A Clean, Well-Lit Place for Spectra
Bonnie Swoger, Science and Technology Librarian at SUNY Geneseo asks a very interesting question on the CHMINF-L mailing list:
Theoretical question here from a still-new science librarian:
Let's say that a faculty member wants a particular spectra (IR, NMR, etc). He has exhausted the free options (available on many of the excellent guides put together by many members of this list) and the spectra available in SciFinder (which we subscribe to). We don't subscribe to any other specialty chemical databases that provide this information.
What would his options be? With our shrinking budgets, I would be hard pressed to justify subscribing to one of the spectra databases, especially since it would get limited use.
Is there a way to "ILL" particular spectra? Or would the faculty member need to determine which journal article a spectra appeared in and ILL that? Or are there other options?
This question is purely theoretical at this point. Faculty members have asked me about additional access to spectra, but there hasn't been a lot of follow-up.
Any guidance you can provide would be useful!
For those not familiar with the term, "ILL" means "Inter Library Loan" - a method for a library to offer materials by borrowing them from other libraries.
There are several services, commercial and free, that I could mention. The problem is that none of them make it easy to get a spectrum that isn't already in "the collection".

* **Problems to work on**:
• a. Retype the spectra post from "Is there a way" to "lot of follow-up.".
• b. Answer these questions from the spectra post:
(i) On which mailing list was the question asked?
(ii) Which database with spectra does the librarian's institution subscribe to?
(iii) What does "ILL" stand for?
• c. Carry on the spectra post from its last sentence.
The entries after this point are separate material and have nothing to do with the spectra post.

* **Source information**:

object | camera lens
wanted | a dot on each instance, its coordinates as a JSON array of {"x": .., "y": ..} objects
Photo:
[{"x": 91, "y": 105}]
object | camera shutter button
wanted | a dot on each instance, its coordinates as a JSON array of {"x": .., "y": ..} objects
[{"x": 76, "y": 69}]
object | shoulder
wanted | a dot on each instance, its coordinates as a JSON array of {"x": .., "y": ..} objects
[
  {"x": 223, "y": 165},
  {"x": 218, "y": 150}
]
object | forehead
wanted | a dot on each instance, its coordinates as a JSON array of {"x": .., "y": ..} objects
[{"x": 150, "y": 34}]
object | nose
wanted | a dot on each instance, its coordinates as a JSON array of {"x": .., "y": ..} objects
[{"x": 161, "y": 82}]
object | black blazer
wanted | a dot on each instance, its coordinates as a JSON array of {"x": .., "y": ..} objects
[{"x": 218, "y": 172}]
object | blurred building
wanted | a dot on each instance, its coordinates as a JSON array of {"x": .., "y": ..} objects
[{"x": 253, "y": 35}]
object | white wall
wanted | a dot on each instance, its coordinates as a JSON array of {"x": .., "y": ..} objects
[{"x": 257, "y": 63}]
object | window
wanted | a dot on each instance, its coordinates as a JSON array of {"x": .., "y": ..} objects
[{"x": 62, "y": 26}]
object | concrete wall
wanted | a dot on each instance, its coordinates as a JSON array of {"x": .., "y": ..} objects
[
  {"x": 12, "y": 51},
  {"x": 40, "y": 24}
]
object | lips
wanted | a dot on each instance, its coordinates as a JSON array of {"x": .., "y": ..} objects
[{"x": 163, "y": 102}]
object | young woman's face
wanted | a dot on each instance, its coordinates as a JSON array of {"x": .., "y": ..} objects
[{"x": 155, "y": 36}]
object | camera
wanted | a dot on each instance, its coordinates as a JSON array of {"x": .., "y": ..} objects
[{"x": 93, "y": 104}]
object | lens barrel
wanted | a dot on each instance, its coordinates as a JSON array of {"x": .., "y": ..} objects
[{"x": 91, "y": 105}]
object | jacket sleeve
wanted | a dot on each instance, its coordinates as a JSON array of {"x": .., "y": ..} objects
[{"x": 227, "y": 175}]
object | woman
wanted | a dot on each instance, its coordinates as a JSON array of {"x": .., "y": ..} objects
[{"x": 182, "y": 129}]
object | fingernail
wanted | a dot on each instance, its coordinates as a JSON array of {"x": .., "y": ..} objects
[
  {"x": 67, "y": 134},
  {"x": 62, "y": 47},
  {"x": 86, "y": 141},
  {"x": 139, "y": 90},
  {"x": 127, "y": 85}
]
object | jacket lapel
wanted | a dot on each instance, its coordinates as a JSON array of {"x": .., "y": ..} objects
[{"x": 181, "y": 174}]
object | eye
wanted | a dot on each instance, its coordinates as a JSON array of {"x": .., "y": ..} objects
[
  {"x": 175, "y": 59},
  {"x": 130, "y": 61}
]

* **Expected results**:
• a.
Is there a way to "ILL" particular spectra? Or would the faculty member need to determine which journal article a spectra appeared in and ILL that? Or are there other options?
This question is purely theoretical at this point. Faculty members have asked me about additional access to spectra, but there hasn't been a lot of follow-up.

• b.
(i) CHMINF-L
(ii) SciFinder
(iii) Inter Library Loan

• c.
For that, we need a new kind of spectroscopy marketplace. One built on the principles of openness and peer-review. One that's free to use in every sense of the word. One that takes advantage of the best technologies the Web currently has to offer to enable scientists' innate desire to help each other and make their results widely known.
Chempedia may offer a glimpse of what this new kind of service could look like. In Chempedia, scientists themselves take center stage. We're currently working on ways to take this simple idea in innovative directions. Chempedia's problem domain is substance registration (on which nearly all chemistry information resources depend), but the approach can be applied to any area - for example, spectroscopy.
If you're looking for ways to make big contributions to the scientific enterprise through information technology, create the solution to Bonnie's problem.